(Stored items from a collection)
***

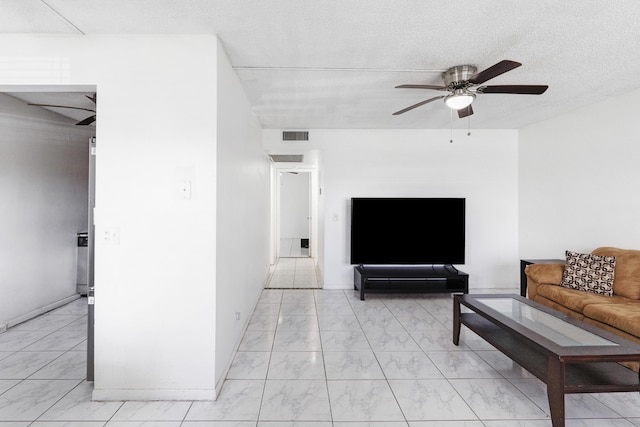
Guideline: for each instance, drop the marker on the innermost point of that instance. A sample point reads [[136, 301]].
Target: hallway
[[298, 273]]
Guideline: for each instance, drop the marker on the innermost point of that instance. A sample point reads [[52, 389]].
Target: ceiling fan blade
[[63, 106], [86, 121], [516, 89], [464, 112], [434, 87], [419, 104], [494, 71]]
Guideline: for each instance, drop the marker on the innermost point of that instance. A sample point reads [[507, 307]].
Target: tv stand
[[405, 278]]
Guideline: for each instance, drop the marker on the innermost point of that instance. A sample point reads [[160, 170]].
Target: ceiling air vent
[[295, 135], [287, 158]]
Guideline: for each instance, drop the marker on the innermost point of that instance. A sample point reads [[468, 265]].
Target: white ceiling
[[334, 63]]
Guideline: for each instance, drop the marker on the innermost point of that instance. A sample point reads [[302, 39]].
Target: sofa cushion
[[623, 316], [575, 300], [627, 279], [589, 272], [545, 273]]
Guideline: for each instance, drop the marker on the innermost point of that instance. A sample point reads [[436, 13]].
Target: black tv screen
[[407, 230]]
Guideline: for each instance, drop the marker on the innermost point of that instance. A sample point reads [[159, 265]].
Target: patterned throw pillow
[[588, 272]]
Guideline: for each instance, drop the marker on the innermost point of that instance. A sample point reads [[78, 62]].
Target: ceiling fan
[[464, 83], [83, 122]]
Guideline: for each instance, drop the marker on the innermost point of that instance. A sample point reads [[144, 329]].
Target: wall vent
[[295, 135], [287, 158]]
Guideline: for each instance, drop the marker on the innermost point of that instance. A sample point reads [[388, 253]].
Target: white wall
[[43, 193], [155, 289], [242, 215], [294, 205], [579, 178], [422, 163]]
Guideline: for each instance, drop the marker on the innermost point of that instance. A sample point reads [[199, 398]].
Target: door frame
[[314, 190]]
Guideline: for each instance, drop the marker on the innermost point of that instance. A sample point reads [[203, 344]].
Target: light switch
[[185, 189]]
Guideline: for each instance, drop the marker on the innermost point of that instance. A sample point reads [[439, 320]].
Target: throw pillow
[[588, 272]]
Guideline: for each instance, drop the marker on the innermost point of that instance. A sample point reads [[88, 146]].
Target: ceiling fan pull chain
[[451, 127]]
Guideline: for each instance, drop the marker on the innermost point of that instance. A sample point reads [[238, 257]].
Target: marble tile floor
[[317, 358], [294, 273]]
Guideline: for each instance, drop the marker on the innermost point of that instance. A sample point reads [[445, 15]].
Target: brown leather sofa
[[618, 314]]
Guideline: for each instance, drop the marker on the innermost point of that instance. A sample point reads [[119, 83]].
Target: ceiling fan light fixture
[[458, 101]]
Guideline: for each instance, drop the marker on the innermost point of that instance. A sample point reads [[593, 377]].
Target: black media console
[[424, 278]]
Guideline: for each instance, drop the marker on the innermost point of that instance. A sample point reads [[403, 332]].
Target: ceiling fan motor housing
[[457, 77]]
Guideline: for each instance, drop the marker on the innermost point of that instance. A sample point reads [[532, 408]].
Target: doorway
[[295, 215], [294, 228]]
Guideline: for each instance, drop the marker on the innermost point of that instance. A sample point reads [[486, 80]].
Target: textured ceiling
[[334, 63]]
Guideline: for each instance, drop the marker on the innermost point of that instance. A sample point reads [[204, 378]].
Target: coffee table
[[568, 355]]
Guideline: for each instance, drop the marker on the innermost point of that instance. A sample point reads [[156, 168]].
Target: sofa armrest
[[537, 274]]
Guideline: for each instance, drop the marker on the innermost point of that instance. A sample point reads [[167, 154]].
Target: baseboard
[[152, 395], [37, 312], [337, 287]]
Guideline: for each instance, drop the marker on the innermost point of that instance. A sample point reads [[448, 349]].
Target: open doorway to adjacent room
[[295, 214], [49, 142], [294, 228]]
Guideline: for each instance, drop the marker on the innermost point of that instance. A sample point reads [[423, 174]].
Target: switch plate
[[185, 189]]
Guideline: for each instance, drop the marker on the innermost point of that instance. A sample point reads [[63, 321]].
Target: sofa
[[618, 313]]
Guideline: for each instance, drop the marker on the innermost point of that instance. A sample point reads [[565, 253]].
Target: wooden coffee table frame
[[564, 369]]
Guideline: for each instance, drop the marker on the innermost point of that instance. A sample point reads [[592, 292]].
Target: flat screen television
[[407, 231]]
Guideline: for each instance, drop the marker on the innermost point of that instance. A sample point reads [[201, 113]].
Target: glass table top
[[550, 327]]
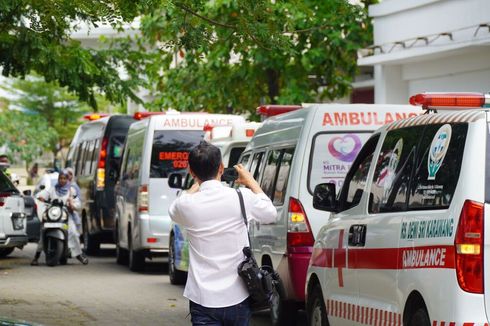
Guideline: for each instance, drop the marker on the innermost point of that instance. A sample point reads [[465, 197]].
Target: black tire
[[53, 249], [419, 318], [90, 243], [176, 277], [122, 256], [4, 252], [136, 258], [282, 312], [317, 314]]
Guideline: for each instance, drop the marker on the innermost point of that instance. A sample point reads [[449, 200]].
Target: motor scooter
[[54, 232]]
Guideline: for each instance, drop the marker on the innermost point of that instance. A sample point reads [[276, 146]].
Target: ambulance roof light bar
[[451, 100], [272, 110], [95, 116], [143, 115]]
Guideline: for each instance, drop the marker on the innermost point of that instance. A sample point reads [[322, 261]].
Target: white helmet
[[15, 179]]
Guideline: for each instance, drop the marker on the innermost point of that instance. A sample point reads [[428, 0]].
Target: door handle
[[357, 235]]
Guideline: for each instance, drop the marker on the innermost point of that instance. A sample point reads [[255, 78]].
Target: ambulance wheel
[[4, 252], [317, 314], [420, 318], [282, 312], [176, 277], [136, 258]]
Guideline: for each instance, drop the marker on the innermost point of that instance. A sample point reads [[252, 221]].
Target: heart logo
[[345, 148]]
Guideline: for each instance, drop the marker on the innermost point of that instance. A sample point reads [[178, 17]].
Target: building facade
[[428, 46]]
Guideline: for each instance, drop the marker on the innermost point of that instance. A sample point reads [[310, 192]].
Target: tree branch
[[213, 22]]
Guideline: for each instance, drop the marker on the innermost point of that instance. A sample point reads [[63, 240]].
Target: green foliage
[[225, 55], [53, 112]]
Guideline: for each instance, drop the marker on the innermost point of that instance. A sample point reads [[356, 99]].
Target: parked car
[[405, 241], [289, 155], [157, 146], [12, 217], [95, 155]]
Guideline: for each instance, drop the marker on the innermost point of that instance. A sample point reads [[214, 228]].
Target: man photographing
[[211, 214]]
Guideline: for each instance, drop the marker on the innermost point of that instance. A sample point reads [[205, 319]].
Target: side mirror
[[175, 180], [324, 197], [229, 175]]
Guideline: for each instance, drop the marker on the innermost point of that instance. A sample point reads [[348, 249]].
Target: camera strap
[[244, 213]]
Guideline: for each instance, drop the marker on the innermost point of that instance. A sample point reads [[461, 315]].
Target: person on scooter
[[63, 191]]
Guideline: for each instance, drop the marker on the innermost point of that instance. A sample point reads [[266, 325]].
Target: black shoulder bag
[[260, 281]]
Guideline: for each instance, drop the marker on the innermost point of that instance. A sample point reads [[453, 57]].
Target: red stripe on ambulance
[[385, 258]]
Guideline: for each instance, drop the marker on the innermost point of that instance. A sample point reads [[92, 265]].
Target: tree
[[35, 37], [24, 134], [227, 55], [50, 111]]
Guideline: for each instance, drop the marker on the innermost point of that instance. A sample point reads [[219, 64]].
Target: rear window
[[332, 156], [170, 151], [6, 185]]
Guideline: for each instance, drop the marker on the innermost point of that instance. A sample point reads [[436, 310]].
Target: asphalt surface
[[100, 293]]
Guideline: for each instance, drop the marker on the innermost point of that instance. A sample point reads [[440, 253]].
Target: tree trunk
[[273, 83]]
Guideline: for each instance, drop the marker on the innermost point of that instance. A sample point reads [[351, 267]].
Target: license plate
[[55, 225]]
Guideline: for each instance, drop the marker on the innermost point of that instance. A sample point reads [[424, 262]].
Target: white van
[[407, 242], [231, 140], [156, 146], [289, 155]]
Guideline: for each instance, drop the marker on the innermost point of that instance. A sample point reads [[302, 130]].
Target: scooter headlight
[[54, 213]]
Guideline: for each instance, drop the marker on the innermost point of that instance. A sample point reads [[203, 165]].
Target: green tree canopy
[[232, 55]]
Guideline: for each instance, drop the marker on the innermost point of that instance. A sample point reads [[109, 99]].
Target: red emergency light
[[143, 115], [451, 100], [95, 116], [271, 110]]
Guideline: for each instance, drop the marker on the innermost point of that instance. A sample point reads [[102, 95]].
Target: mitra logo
[[345, 148]]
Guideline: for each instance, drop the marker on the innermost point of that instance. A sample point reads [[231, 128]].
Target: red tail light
[[143, 199], [469, 247], [299, 230], [3, 199]]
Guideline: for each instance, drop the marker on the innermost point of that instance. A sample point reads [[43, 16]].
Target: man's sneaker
[[82, 259]]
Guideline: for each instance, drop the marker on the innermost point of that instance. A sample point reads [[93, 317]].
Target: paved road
[[100, 293]]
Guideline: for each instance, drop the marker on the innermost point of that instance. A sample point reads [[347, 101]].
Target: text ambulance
[[156, 146], [405, 243], [289, 155]]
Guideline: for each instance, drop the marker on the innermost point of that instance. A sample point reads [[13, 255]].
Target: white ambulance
[[289, 155], [156, 146], [406, 241]]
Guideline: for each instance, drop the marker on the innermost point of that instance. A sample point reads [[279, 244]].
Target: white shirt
[[217, 234]]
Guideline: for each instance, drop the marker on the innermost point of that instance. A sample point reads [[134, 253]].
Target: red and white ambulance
[[406, 241], [289, 155]]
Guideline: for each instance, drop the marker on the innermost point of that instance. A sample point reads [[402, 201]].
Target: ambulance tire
[[420, 318], [282, 312], [317, 314]]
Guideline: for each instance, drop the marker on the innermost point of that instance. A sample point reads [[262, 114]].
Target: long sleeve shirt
[[217, 235]]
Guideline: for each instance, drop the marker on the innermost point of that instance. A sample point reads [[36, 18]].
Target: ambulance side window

***

> [Written task]: Print from the line containing "reads [[13, 255]]." to the last line above, exactly as written.

> [Response]:
Guideline: for each instance, drop the marker on the innermost point of that instance. A sample point reads [[13, 255]].
Target: white ambulance
[[289, 155], [156, 146], [406, 241]]
Guideline: for each instance, drop the marker on the innermost point of that instance. A sample point reads [[279, 244]].
Target: white shirt
[[217, 234]]
Guideline: for each instance, drop the marker on the innermost point of that instance. A sample point reads [[134, 253]].
Target: red and white ambulance
[[406, 241], [289, 155]]
Guideline: for each instance, drop the marker on the innermost point of that instance. A sample point reads [[402, 201]].
Target: ambulance tire
[[420, 318], [282, 312], [317, 314]]
Guideline: for each instance, drop the marker on the innermost point of that instance. A sample point reads [[262, 114]].
Target: long sleeve shirt
[[217, 235]]
Guideline: for each instance, drop the marker on the innermost point of that instance. A sample point reads [[36, 18]].
Target: ambulance side window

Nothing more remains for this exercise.